(Beginning of Provided records)

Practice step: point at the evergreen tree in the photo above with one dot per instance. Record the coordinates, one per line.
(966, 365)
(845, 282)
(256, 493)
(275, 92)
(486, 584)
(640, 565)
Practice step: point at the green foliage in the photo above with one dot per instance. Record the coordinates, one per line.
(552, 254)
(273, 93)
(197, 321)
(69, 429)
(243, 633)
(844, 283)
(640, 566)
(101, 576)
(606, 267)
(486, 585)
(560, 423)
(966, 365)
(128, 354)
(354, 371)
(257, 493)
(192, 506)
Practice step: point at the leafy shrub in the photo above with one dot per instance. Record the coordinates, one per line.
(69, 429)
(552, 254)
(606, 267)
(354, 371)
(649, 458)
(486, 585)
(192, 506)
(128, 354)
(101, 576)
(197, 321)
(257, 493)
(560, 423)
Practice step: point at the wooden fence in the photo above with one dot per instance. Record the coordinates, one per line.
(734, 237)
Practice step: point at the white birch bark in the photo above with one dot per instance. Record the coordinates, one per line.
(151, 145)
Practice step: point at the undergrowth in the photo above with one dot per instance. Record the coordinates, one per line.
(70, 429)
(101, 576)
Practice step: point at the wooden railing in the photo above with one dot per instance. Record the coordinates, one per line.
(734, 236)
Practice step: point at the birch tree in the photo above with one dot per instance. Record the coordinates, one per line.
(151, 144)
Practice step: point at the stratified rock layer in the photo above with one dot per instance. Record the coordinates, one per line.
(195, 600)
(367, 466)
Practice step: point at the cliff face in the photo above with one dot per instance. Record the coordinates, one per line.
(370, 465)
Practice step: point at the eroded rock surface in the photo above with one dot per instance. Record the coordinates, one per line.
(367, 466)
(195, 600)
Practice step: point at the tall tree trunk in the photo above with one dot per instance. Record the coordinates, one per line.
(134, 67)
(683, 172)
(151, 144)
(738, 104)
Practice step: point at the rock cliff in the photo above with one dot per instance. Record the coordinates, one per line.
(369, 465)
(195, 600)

(End of Provided records)

• [Task to carry out]: Everything from the line containing "Practice step: point at the rock" to the last line of the entries above should be quoted exactly, and only that.

• [Reply to the task]:
Practice step: point at the rock cliff in the photo above with one dot per instance. Record the coordinates, one per line.
(369, 465)
(195, 600)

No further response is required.